___ DATA SUPPLIED ___
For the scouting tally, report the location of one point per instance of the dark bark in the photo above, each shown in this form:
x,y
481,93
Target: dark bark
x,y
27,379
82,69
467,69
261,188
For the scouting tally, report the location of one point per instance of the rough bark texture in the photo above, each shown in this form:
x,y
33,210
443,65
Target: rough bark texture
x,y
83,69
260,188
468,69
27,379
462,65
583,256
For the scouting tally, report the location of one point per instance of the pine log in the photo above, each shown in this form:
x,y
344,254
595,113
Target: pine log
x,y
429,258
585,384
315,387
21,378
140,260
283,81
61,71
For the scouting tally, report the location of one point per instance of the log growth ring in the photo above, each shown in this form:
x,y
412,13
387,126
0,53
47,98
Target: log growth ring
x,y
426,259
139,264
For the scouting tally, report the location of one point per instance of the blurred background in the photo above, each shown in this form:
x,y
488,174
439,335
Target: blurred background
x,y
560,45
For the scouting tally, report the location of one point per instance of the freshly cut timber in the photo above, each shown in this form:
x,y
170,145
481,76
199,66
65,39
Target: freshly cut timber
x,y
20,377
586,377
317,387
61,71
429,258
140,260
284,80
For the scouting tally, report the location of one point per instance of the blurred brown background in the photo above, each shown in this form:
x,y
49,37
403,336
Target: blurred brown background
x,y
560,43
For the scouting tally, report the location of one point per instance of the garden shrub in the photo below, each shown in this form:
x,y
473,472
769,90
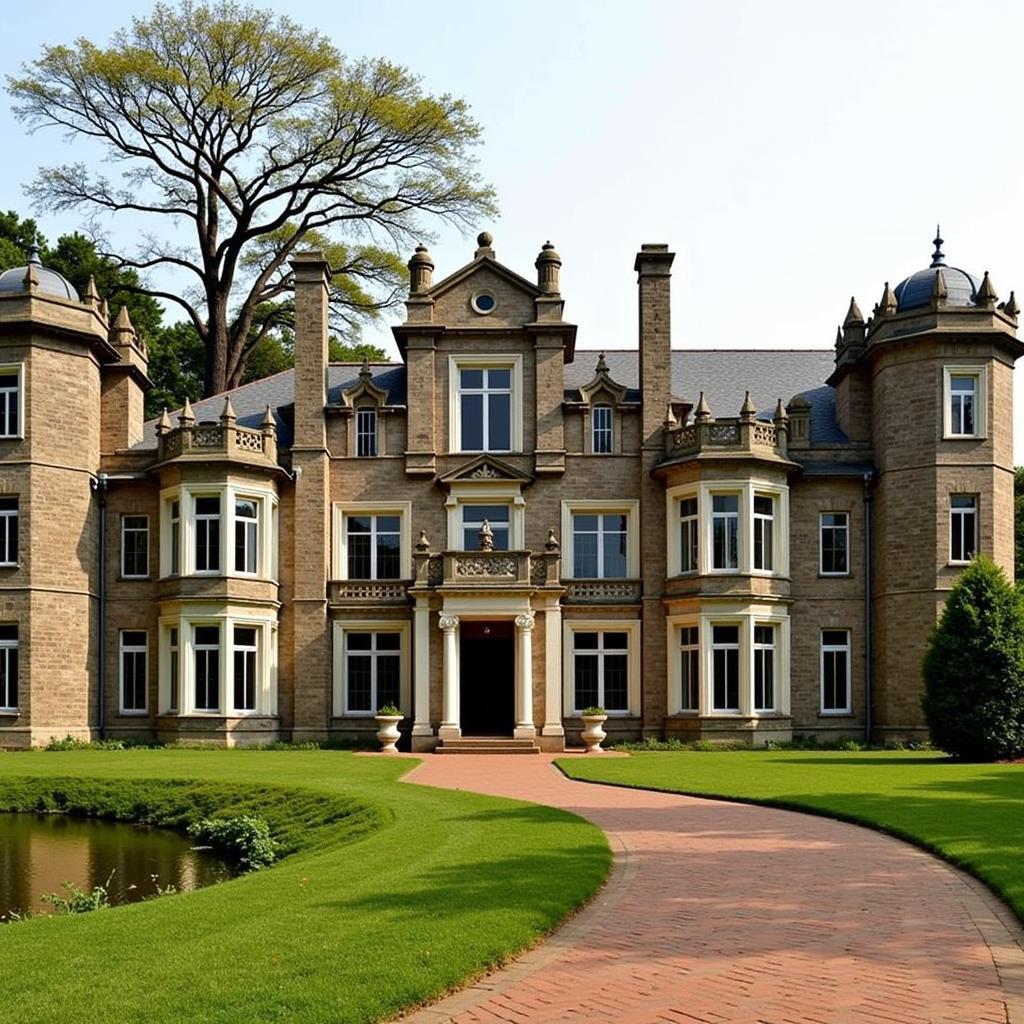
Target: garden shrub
x,y
974,669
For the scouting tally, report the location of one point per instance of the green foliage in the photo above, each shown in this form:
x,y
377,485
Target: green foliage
x,y
244,840
974,668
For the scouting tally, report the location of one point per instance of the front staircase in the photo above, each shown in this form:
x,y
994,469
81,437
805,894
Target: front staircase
x,y
487,744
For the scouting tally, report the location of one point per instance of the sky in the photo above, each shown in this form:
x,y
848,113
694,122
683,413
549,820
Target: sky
x,y
791,154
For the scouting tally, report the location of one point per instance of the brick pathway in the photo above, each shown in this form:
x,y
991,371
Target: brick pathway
x,y
726,913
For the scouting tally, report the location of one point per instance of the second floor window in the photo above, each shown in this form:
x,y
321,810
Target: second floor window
x,y
135,546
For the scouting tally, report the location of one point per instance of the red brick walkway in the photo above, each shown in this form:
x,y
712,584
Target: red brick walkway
x,y
725,913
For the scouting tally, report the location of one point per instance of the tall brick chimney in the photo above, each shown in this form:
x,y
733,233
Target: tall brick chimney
x,y
653,266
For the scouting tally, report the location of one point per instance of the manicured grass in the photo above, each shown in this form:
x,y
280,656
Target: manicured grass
x,y
392,894
972,814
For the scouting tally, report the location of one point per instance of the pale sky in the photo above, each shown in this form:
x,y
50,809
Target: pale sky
x,y
791,153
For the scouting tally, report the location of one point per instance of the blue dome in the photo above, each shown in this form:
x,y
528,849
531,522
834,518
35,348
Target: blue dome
x,y
915,292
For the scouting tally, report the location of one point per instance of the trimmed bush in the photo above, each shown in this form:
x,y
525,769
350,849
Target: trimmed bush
x,y
974,669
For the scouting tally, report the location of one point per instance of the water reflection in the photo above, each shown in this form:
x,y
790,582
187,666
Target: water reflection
x,y
40,852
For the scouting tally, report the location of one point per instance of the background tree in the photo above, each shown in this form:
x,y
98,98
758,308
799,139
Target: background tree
x,y
974,668
262,138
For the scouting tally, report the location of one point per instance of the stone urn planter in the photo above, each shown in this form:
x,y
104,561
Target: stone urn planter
x,y
387,731
593,734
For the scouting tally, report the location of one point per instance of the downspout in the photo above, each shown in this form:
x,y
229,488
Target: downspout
x,y
868,646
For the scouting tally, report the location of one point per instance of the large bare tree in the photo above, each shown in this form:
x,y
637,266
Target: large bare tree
x,y
261,137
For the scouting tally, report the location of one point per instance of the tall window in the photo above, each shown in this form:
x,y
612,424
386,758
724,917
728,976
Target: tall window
x,y
8,668
600,670
599,546
725,668
725,531
374,546
688,535
245,668
835,671
764,536
8,530
473,517
485,409
963,404
133,659
963,527
206,646
135,546
246,536
208,534
366,432
689,645
764,668
373,671
601,429
9,403
835,532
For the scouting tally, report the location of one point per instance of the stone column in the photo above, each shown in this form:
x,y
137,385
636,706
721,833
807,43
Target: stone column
x,y
524,728
451,729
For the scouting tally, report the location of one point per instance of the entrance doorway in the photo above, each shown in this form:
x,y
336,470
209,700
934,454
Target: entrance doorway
x,y
486,678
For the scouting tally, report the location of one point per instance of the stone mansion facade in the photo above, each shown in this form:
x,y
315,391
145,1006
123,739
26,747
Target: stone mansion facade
x,y
499,530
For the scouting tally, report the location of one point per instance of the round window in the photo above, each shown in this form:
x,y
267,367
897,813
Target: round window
x,y
484,302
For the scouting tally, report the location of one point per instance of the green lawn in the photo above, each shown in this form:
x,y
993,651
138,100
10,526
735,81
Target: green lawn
x,y
426,888
972,814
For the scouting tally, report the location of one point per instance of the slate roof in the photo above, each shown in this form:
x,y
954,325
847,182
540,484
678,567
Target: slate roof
x,y
722,374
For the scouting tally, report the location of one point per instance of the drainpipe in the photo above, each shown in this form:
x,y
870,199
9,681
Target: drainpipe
x,y
868,478
99,485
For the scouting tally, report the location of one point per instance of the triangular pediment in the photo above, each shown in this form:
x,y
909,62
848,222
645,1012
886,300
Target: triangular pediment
x,y
484,469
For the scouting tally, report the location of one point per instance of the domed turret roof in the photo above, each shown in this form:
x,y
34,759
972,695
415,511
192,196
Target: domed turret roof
x,y
915,292
50,283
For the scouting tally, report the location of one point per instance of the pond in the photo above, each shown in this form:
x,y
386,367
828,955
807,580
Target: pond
x,y
40,852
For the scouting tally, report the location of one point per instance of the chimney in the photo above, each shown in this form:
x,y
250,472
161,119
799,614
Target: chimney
x,y
312,279
653,266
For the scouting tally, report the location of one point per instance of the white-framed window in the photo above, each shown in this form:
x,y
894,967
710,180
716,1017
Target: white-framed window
x,y
8,530
133,645
835,672
764,668
247,536
689,668
725,532
964,401
725,667
135,547
600,548
245,649
11,400
207,552
366,432
8,669
601,423
963,527
834,534
689,537
485,407
371,667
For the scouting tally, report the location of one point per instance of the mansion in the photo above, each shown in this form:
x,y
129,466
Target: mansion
x,y
501,529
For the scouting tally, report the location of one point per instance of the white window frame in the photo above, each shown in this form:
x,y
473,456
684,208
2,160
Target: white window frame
x,y
18,398
596,507
485,361
980,374
124,648
846,649
956,516
342,510
125,574
340,699
821,541
633,651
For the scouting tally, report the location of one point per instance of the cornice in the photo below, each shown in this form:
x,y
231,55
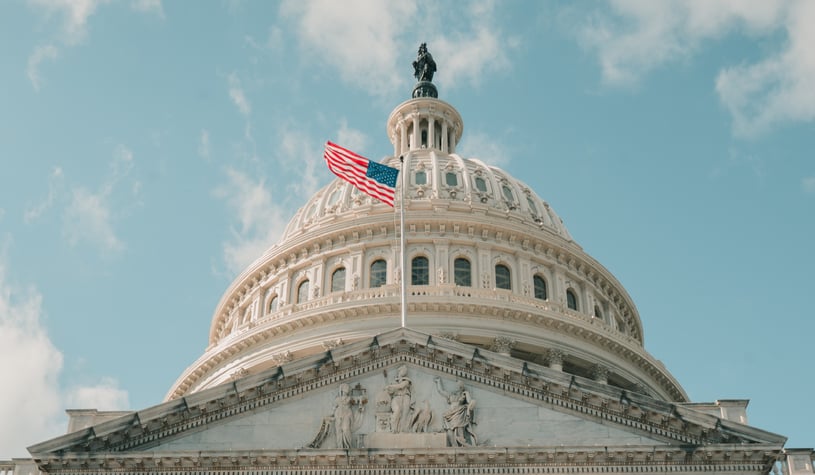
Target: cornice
x,y
584,398
476,461
485,304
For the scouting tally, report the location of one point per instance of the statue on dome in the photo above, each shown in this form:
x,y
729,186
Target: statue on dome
x,y
424,66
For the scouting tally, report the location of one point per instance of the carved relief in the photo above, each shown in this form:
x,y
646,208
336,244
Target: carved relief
x,y
284,357
331,344
346,417
458,418
398,395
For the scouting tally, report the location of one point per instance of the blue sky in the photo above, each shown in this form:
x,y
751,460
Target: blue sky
x,y
150,150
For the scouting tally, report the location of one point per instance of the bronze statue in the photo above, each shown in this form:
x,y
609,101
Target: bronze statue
x,y
424,66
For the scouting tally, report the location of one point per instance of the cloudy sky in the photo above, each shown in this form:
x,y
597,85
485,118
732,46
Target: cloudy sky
x,y
150,150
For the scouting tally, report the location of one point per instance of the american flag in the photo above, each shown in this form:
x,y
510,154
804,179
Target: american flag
x,y
371,178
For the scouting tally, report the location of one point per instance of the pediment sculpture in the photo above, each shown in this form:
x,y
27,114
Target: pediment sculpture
x,y
399,420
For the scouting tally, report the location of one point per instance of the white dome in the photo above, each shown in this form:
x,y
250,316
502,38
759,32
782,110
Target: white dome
x,y
499,192
491,265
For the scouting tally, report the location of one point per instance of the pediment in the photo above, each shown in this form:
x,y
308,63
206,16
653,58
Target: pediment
x,y
300,405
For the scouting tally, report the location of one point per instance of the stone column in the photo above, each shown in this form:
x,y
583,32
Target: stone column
x,y
799,461
600,374
402,137
431,132
556,359
502,345
444,142
417,135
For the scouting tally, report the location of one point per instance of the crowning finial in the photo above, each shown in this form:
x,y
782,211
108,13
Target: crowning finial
___
Write out exactly the lines starting with the one that holds "of the american" and running through the last line above.

For the scouting tally, report the location of one point per instance of the american flag in the photo above, each shown in this form:
x,y
510,154
804,179
Target: american flag
x,y
371,178
For the scouting tally, report the location of one point per instance of the pediment sculpture in the photo above, each shown in this form:
x,y
27,114
Target: pediment sculpture
x,y
399,420
For the scouting tally, report the location of one point per instance of the white dome in the photo above, each shown in this form:
x,y
250,316
502,38
759,32
782,110
Target: white dome
x,y
499,192
491,265
For the scouting tally, report the location of one point per instance of the pediment in the photo above, each shown in this form:
x,y
308,63
206,16
653,58
Target: pediment
x,y
300,405
For the scouting tally, report the location of one point per instance of the stone column in the photo above, each shown in this form:
x,y
583,32
Target: stone column
x,y
799,461
600,374
402,137
431,132
556,359
502,345
444,142
417,135
For the scouting tally, report the location of one point per instance of the crowning finial in the photo above, each shown in this form:
x,y
782,211
108,13
Target: crowning finial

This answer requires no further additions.